- Document section
The 920XT also features Smart Notifications. These are based on the 920’s Bluetooth capabilities and work extremely well with my iPhone 6. At first I was sort of turned off by the thought of getting messages on my watch, but as it turns out I have become a pretty big advocate.
Here is one of many examples I found extremely useful. Often I will have my phone laying around the house or at work on silent. When a call or text message comes in I would often miss it. Now since the 920XT is synced up via Bluetooth to my iPhone , I get vibration alerts showing the call or text message. You can also allow your phone to send other messages from various applications you have.
Another great example I found yesterday had to do with a 920XT update. The watch displayed there was an update to the software, I hit accepted and it wireless updated the watch without having me hook it up to the power cable. How cool is that.
The 920XT allows you to set automatic laps based on distance or time. Both are extremely useful and are features I always use. Currently I have it set to 1 mile intervals, which alert me with both sound and vibration.
Garmin Connect is Garmin’s smart phone application that connects your watch to your phone via Bluetooth. The day’s activity is automatically uploaded allowing you full access to all your workout data.
Garmin Connect is available via the smart phone App and via the Garmin Connect website.
Comparing Garmin’s Connect App to Polar’s Flow App, my observation is that Polar’s interface seems more appealing to the eye and gives you better insight during a workout. While the Connect certainly allow you to access the training data, it is presented static, with no apparent option to scroll. One huge advantage Polar has right now for some of the data screens is the ability to slide your finger and view data as it happened. It doesn’t appear Garmin’s Connect App has this functionality, which would make the overall presentation better. The good news is the Garmin Connect website does have similar functionality and provides very useful data.
Below are some of the Polar flow screens showing the sliders. As you slide your finger along the bottom the red circle on the map for instance moves along the course showing you various statistics that were recorded at that time. Rather than just showing clickable mile markers like Garmin does, Polar goes into a lot more detail and allows you to see where you might have been struggling or doing well on a course.
If Garmin manages to add these slider features, similar to what they have available on the website, it would be more on par with Polar’s Flow App.
I found that there seemed to be much more functionality on the Garmin Connect website than on the Garmin Connect App, so using both is usually helpful.

- Records for the exercise

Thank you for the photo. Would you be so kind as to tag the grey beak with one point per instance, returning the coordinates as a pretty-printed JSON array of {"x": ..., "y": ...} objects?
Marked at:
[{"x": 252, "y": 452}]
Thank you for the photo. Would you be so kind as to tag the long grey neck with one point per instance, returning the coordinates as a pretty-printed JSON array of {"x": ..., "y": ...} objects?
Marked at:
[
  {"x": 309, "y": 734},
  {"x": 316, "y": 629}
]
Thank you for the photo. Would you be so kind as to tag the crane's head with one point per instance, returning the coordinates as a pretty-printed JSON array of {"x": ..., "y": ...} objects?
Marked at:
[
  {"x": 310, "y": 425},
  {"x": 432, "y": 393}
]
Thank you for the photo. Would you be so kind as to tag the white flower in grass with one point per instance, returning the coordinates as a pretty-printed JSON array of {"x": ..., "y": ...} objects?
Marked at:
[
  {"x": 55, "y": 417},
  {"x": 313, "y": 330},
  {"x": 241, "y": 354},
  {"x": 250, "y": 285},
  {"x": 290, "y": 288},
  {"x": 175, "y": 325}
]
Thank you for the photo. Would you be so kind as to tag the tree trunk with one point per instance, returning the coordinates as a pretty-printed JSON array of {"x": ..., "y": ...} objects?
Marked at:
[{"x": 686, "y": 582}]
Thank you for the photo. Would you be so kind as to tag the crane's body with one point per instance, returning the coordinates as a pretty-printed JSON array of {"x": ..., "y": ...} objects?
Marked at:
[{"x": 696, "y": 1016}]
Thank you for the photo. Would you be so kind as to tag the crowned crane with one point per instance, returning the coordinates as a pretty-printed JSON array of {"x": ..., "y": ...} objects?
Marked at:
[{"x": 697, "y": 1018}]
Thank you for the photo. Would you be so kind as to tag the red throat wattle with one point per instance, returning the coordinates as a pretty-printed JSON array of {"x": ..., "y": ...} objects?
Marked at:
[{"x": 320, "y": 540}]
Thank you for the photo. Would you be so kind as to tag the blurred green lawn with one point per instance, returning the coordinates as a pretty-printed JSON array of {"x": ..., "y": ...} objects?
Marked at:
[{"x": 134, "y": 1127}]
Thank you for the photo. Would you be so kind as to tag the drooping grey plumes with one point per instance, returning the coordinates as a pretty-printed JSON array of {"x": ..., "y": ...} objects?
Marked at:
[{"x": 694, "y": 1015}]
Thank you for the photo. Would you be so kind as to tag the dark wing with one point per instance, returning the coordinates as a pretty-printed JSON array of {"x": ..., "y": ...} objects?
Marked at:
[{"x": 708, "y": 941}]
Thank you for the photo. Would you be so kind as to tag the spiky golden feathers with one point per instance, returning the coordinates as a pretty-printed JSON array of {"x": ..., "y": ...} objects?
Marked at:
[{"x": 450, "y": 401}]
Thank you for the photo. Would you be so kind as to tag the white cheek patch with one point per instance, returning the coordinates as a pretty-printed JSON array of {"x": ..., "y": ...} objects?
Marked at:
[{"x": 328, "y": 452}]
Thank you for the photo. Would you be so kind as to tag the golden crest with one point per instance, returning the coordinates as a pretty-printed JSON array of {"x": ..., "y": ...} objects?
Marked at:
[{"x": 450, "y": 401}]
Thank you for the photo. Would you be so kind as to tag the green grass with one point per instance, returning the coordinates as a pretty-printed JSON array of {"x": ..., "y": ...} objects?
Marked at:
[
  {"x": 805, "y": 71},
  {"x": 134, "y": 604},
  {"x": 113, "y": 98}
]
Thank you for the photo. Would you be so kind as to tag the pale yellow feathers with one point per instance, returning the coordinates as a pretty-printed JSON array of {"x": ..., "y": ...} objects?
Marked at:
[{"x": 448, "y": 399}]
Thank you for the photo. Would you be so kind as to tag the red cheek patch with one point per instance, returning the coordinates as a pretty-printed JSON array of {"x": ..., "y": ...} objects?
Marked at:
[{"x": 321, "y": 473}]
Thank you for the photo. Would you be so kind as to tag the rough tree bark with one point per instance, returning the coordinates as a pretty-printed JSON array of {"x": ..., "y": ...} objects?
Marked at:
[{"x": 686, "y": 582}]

- Objective 1
In the entries, take the part that opens with the line containing "tag the green" and runs through the end of the entries, and write it out again with "Marked at" swapped for "Pinned at". Leave everything else unchanged.
- Objective 2
Continue the review of the Garmin 920XT from the point where it stops.

- Exercise output 1
Thank you for the photo. Would you be so kind as to tag the green grass with one point per instance, returning the coordinates as a pretty-printed JSON array of {"x": ..., "y": ...} objects?
Pinned at:
[
  {"x": 805, "y": 71},
  {"x": 134, "y": 604},
  {"x": 113, "y": 98}
]
Thank you for the photo. Would you be so kind as to tag the pale yellow feathers with one point per instance, returning the coordinates as a pretty-printed JSON array of {"x": ..., "y": ...} objects?
Pinned at:
[{"x": 448, "y": 399}]
Thank you for the photo. Would you be so kind as to tag the red cheek patch with one point per instance, returning the coordinates as a pretty-printed JSON array of {"x": ..., "y": ...} objects?
Pinned at:
[{"x": 321, "y": 473}]
Thank you for the photo. Would you be so kind as to tag the rough tree bark with one point per instance, returning the coordinates as a pretty-printed JSON array of {"x": ..., "y": ...} objects?
Pinned at:
[{"x": 686, "y": 582}]

- Exercise output 2
From my experience where the Garmin App seems to excel is on it’s Bluetooth connection. There would be several instances when I was testing the Polar M400 and get really frustrated with it’s connection to the App. Garmin’s Connect has been pretty bomb proof.
You can find out more about Garmin Connect by heading over to the Garmin website or App store. It is available for both iPhones and Androids.
The 920XT comes pre-loaded with 7 different workout modes including Running, Cycling & Swimming both indoors and out and triathlon. The 920 was designed as a triathlete’s watch, but it works equally as runners watch or other sport specific watch. If running, cycling and swimming aren’t your thing, the watch allows additional activities to be added and tracked. I created Nordic walking as another activity option.
The watch allows you to specifically program the activity screen settings allowing you to customize how many screens display and what shows on each screen.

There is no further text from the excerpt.